**Texto apresentado:**
....

Com vista a garantir algum conforto à família e oferecer a normalidade possível à população, a Agência Duarte tem disponível no seu site um “espaço memorial”, através do qual os familiares e amigos dos defuntos têm a oportunidade de deixar algumas mensagens, que serão posteriormente compiladas e entregues aos familiares. Além disso, a funerária optou por continuar a afixar notas de falecimento no concelho o que, segundo Fernando Duarte, tem como intuito “informar a comunidade”. “Não é um convite para estar presente no funeral, mas sim uma forma de informar amigos que gostariam de dar uma palavra de conforto, nem que seja através de chamada telefónica”, nota.
Na opinião de Irene Matias, proprietária da funerária Dom Fuas, em Porto de Mós, os profissionais desta área têm agora a responsabilidade de apoiar, na medida do possível, as famílias que enfrentam a morte durante a pandemia de Covid-19. “Pode parecer uma medida ligeira, mas a verdade é que tem um grande impacto no luto das famílias. O facto de não terem todo o apoio da família ou dos amigos no funeral, de não poderem ver e dar um último carinho ao defunto e até a ausência de uma missa coloca em causa o luto. Há muita gente que não está a conseguir fazer o devido luto e isso provoca um vazio”, lamenta. Embora a população esteja consciente da necessidade de limitar ao máximo o contacto e as cerimónias, Irene Matias revela que é um desafio conseguir controlar as emoções perante a situação. “Nesta altura, até a nossa equipa que está habituada a lidar com situações semelhantes fica emocionada. Ver aquela pessoa a chorar a morte quase sozinha provoca alguma angústia”, confessa.
Na Agência Funerária Abílio Escolástico & Filhos, na Nazaré, a divisão dos funcionários em duas equipas foi outra medida encontrada para tentar reduzir os riscos de contágio. De acordo com Sílvio Escolástico, proprietário da empresa, também os procedimentos são feitos agora com mais “cautela e tranquilidade”, para garantir que “todas as medidas de segurança são respeitadas” e evitar que um momento de distração pode condenar a equipa. “O medo é diário, mas não podemos deixar de fazer o nosso trabalho da melhor forma. Em todas as decisões tomadas é necessário pensar na nossa segurança e também na dos que nos rodeiam”, assevera. Como forma de auxiliar os familiares, os funcionários da agência têm tentado estar mais atentos às necessidades emocionais e promover o diálogo. “Acreditamos que é importante que as famílias saibam que não estamos aqui apenas pelo negócio. Uma palavra de apoio e assegurar que tudo é feito com dedicação pode ajudar o luto”, considera.
Os especialistas lembram que a dificuldade em dizer um último adeus pode gerar nostalgia, sentimento de impotência e até culpabilidade entre os mais próximos do falecido. Cientes destes riscos, os profissionais das funerárias têm tentado ao máximo estar presentes e garantir a normalidade a uma situação que todos evitamos presenciar. “Neste momento trabalhamos na linha da frente da luta contra este vírus maldito e acho que o Governo não tem muita noção disso. Temos medo como o resto da população, mas é necessário cumprir o nosso dever e ajudar quem morre e as respetivas famílias a encontrar o descanso”, conclui Fernando Duarte. Assim são os funerais sem direito a despedidas.

....

**Material a analisar:**
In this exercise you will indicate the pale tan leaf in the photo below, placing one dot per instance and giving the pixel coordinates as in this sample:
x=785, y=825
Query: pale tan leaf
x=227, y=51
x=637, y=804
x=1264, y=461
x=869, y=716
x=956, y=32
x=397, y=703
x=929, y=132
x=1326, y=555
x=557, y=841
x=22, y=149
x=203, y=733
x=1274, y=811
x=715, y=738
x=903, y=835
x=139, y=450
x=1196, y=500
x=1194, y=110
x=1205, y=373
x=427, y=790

....

**Instruções das tarefas:**
A – Segundo o texto sobre os funerais durante a pandemia, que medida adotou a Agência Funerária Abílio Escolástico & Filhos para reduzir os riscos de contágio?
B – No texto sobre os funerais durante a pandemia, substitua "Governo" por "Estado" e transcreva o trecho que vai de "Os especialistas lembram" até "direito a despedidas.", inclusive.

**Respostas às tarefas:**
A – Dividiu os funcionários em duas equipas.

B –
Os especialistas lembram que a dificuldade em dizer um último adeus pode gerar nostalgia, sentimento de impotência e até culpabilidade entre os mais próximos do falecido. Cientes destes riscos, os profissionais das funerárias têm tentado ao máximo estar presentes e garantir a normalidade a uma situação que todos evitamos presenciar. “Neste momento trabalhamos na linha da frente da luta contra este vírus maldito e acho que o Estado não tem muita noção disso. Temos medo como o resto da população, mas é necessário cumprir o nosso dever e ajudar quem morre e as respetivas famílias a encontrar o descanso”, conclui Fernando Duarte. Assim são os funerais sem direito a despedidas.